Set problem | Print the stretch from "This first climb" through "and we continued." of the Loch Katrine cycling account, word for word.

Document passage |
+--

Tuesday, 27 May 2008

21 May Loch Katrine Cycle

‘Stand! What seek ye in McGregor country?’ - Helen McGregor in Walter Scott’s ‘Rob Roy’.

The dry spell continues. But, contrary to the trend, today was overcast and there was a cool easterly breeze, not a strong breeze but there nevertheless. The option was for a bike run and Davie’s suggestion from last year that we go to McGregor country around Loch Katrine was put on schedule for today. We hoped the long journey north would be worth it. Were we disappointed?
Eleven o’clock saw us at the Loch Katrine steamer pier. The weather had improved slightly on the journey. A weak sun broke through but it was far from bright and Jimmy, the seasoned cyclist detected the direction of the breeze. His warning to the rest to take it easy for the wind would push us faster than was good for us was acknowledge by the group who then took off along the loch-shore road like schoolboys released early from class. The only thing missing was the whooping but perhaps they whooped into themselves. Jimmy and Davie were left to bring up the rear. Still, considerate souls that we are, the fast waited for the slow pair three quarters of a mile along the road. We were together now. At least until the first climb.
This first climb wasn’t too steep but it was enough to separate the men from the boys, and the boys from he who suffers on such things. Bob nearly had Jimmy off. Riding beside Davie, he never noticed Jimmy on his outside. Having said something humorous to his companion, he veered across the wheel of Jimmy causing him to brake sharply and wobble fiercely. James said something less than humorous to Robert whose ears are probably burning yet. Still no real harm done and we continued.
The road still ran through the trees and only offered the occasional glimpses of the loch and a world beyond. And, as it continued to undulate, the group would split up and come together again depending on the direction and degree of slope. Then we were out of the trees and the landscape opened up. Elevenses called, late for it was now nearly quarter to twelve, and we found a grassy slope overlooking the loch to Ben Venue beyond and sat for coffee. Ben Lomond showed, far clearer today than it was the day we climbed it at the end of April. And coffee was taken while also taking in the hillscape of the Trossachs.
It is pleasing to note that Davie’s coffee doesn’t affect his biking as it does his walking and after elevenses he continued to bring up the rear, sometimes with one companion sometimes with us all but never alone. We passed the Clan Gregor cemetery for this is McGregor country. Davie had hoped to stop here to visit but the hasty sped on regardless. We did stop at the board describing the building of the reservoir in the eighteen-fifties and Paul told us more about this and about the Royal Cottage. But some seemed in a hurry and we moved on. Then Paul picked up the pace. Alan and Robert went with him and left Davie and Jimmy to bring up the rear.

+--

Extracted data |
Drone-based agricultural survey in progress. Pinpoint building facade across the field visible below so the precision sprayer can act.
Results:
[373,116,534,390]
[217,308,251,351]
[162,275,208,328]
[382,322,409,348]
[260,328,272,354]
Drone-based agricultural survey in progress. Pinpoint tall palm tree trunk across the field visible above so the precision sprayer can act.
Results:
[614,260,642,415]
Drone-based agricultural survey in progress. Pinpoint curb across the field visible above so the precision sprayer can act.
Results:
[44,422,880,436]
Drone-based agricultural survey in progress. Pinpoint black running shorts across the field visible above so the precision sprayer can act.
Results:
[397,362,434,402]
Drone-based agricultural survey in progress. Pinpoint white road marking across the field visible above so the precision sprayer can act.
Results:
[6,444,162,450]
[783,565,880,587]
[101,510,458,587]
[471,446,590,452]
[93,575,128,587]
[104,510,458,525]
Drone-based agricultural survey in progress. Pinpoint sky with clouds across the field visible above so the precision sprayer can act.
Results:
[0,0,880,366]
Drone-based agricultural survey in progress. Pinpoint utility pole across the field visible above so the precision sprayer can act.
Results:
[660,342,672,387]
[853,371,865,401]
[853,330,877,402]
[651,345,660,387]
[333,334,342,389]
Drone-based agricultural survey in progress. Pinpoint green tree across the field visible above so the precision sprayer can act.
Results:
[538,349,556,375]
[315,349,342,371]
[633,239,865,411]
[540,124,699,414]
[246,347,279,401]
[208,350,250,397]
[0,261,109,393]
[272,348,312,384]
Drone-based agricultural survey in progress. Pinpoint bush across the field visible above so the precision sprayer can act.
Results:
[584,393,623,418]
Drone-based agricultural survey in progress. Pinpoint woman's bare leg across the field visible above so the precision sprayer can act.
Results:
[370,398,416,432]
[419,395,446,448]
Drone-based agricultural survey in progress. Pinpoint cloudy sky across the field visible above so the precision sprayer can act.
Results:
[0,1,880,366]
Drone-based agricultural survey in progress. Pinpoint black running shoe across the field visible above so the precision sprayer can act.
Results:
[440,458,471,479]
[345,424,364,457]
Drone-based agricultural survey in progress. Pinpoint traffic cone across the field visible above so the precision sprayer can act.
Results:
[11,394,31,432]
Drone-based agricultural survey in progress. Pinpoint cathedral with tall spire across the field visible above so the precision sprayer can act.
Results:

+--

Written reply |
This first climb wasn’t too steep but it was enough to separate the men from the boys, and the boys from he who suffers on such things. Bob nearly had Jimmy off. Riding beside Davie, he never noticed Jimmy on his outside. Having said something humorous to his companion, he veered across the wheel of Jimmy causing him to brake sharply and wobble fiercely. James said something less than humorous to Robert whose ears are probably burning yet. Still no real harm done and we continued.